▸ SET OF TASKS
1 – Repeat the school choice article word for word from "Central Texas Christian" up to and including "in life’s pursuits.".
2 – Summarize the school choice article in two sentences.
3 – In the school choice article, which school district does Adrain Johnson oversee?

▸ SUPPLIED PASSAGE
Texas Republicans are trying to sell school choice measures, but rural conservatives aren’t buying

Central Texas Christian School in Temple, Texas, one of about 900 accredited private schools in the state serving about 250,000 students, is an accredited member of the Association of Christian Schools International. The only interdenominational private school in the county, its mission is to educate students by inspiring a Godly character and integrity in life’s pursuits.

Editor’s note: This article appeared last week on texastribuneorg.

As a Texas school superintendent, Adrain Johnson is no stranger to the struggles small, rural public schools face, from trying to recruit teachers, especially after more than two years of navigating school during a global pandemic, to a general lack of resources. And now, after the school shooting in Uvalde, there’s a renewed conversation about campus security.

With so many problems to solve, Johnson, who oversees the Hearne Independent School District northwest of College Station, doesn’t understand why state lawmakers’ to-do lists heading into next year’s legislative session seem to focus more on school choice over something like school safety.

“There always seems to be a school choice debate every legislative year, and I’m not afraid of that. I think that debating is good. That’s part of democracy,” Johnson said.

But he also wonders why public schools always take a back seat to the pursuit of policies that could diminish them.

“Why not make it imperative to support the local school district?” he said.

Instead, from where he stands, the talk in Austin is already focused on school choice, the broad term applied to a host of taxpayer-funded alternatives to sending a child to the local public school.

▸ PROVIDED RECORDS
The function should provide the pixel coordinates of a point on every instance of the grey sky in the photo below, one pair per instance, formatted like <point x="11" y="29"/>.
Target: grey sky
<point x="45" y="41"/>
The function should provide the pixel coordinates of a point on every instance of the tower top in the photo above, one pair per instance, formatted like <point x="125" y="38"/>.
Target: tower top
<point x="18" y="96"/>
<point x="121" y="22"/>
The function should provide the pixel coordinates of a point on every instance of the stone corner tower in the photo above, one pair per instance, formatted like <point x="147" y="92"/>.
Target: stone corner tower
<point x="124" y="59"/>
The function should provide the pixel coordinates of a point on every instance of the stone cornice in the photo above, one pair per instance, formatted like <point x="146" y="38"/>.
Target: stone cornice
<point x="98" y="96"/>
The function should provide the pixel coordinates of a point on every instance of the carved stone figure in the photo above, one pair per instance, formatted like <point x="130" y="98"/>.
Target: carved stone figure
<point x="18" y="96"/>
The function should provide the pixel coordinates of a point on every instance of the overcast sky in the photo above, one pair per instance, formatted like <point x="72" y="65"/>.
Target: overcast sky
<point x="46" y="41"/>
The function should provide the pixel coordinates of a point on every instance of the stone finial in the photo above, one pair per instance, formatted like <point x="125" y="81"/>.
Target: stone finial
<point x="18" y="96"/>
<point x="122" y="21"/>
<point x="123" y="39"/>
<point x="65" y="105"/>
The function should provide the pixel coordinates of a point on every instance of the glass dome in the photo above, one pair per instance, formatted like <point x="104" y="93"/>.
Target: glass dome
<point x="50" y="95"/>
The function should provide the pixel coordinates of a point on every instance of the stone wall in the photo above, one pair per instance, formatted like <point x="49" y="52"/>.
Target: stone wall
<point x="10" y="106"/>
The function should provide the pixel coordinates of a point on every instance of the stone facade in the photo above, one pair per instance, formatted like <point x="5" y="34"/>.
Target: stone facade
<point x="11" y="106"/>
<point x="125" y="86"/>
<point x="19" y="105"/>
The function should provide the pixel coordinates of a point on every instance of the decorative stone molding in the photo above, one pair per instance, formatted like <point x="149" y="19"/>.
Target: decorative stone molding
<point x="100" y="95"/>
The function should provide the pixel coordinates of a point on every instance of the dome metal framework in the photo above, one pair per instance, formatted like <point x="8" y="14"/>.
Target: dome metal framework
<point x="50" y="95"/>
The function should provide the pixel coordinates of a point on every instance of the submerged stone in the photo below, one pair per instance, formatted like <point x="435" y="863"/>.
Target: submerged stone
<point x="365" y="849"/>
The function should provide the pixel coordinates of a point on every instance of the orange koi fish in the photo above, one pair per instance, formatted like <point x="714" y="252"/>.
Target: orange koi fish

▸ RESPONSES FOR EACH TASK
1 –
Central Texas Christian School in Temple, Texas, one of about 900 accredited private schools in the state serving about 250,000 students, is an accredited member of the Association of Christian Schools International. The only interdenominational private school in the county, its mission is to educate students by inspiring a Godly character and integrity in life’s pursuits.

2 – Adrain Johnson, superintendent of the Hearne Independent School District, knows the struggles of small, rural public schools, including teacher recruitment and a lack of resources, and campus security is again under discussion after the Uvalde shooting. He wonders why state lawmakers heading into the next legislative session seem more focused on school choice, meaning taxpayer-funded alternatives to the local public school, than on school safety or supporting local districts.

3 – The Hearne Independent School District, northwest of College Station.